- Page text
┏━━
From the readings this week, I think he wants us to be conscious that he is going to come again to gather together everything I see — and don’t see — under his headship, making all of redeemed humanity one in the peace and love of the “wedding banquet of the Lamb.” Whatever I see from my balcony; whatever I don’t see but can guess at; whatever went on here during the horrors of war; whatever is yet to come — he has already brought it to fulfillment in the time-frame of God. And, in the words of Julian of Norwich, “All shall be well, and all shall be well, and all manner of things shall be well.”

The readings encourage us to make it so.

But he wants us to make it so by being now what we are trying to bring about: a community united in love, working together as one body now “under his headship,” a Church filled with love, joy and peace, radiating the “fruit of the Spirit.” We must dedicate ourselves to being now what we will be when we actually see realized “the blessed hope and manifestation of the great glory of our God and Savior Jesus Christ.”

Yes, inescapably this requires us to live out and experience all five mysteries of Baptism — the new identity we have “in Christ”; the divine enlightenment offered us as disciples; the empowerment to bear witness as prophets by lifestyles that cannot be explained without the “gift of the Spirit”; the repeated surrender to Christ living and wanting to express himself in us and through us in ministry to all we encounter; and the total abandonment of ourselves in persevering, inexplicable hope to the work of transforming Church and world as stewards of his kingship. Yes, all of these. But this week the focus is on the last: exercising leadership in union with authorities in the Church.

All of us are called to be leaders. Leadership is not the same as authority. Only a few people are invested with authority. We follow them out of commitment. Leaders are people we follow freely, because we believe they are pointing us in the right direction.
┗━━
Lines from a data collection
┏━━
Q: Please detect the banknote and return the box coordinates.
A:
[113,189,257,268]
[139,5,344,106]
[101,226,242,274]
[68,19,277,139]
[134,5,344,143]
┗━━
- What this exercise asks
a. From the reflection on the readings, quote the stretch from "From the readings" through "make it so.".
b. Extend the reflection on the readings, picking up right after its final sentence.

- Answers below
a.
From the readings this week, I think he wants us to be conscious that he is going to come again to gather together everything I see — and don’t see — under his headship, making all of redeemed humanity one in the peace and love of the “wedding banquet of the Lamb.” Whatever I see from my balcony; whatever I don’t see but can guess at; whatever went on here during the horrors of war; whatever is yet to come — he has already brought it to fulfillment in the time-frame of God. And, in the words of Julian of Norwich, “All shall be well, and all shall be well, and all manner of things shall be well.”

The readings encourage us to make it so.

b.
The job of authorities is to hold the Church together. The task of leaders is to move it forward. These are two different functions. Both are essential. Each depends on the other.

The Church is not a “democracy.” But when we say that, we have to ask, “What, then, is it?” It is not a monarchy; not a dictatorship. What, precisely, is our form of government in the Church?

The Church is a community meant to be guided by communal discussion, prayer and discernment. There is no model for this kind of government in civil society. In important matters, by the time an authority makes a decision, everybody should have had a hand in it. In this way, all are called to exercise leadership. For this, leadership and authority must work together.

God’s ways are not our ways, but as stewards of his kingship we are committed to trying to adapt human life to his ways. The Church is being renewed, and we are called to renew it. And through the Church the world will be renewed

To believe this is to work for it. To work for it is to take initiatives. To take initiatives is to be a leader, a steward of the kingship of Christ. This is our baptismal commitment.

I think Jesus is saying this to all of us as we look out from all of our windows.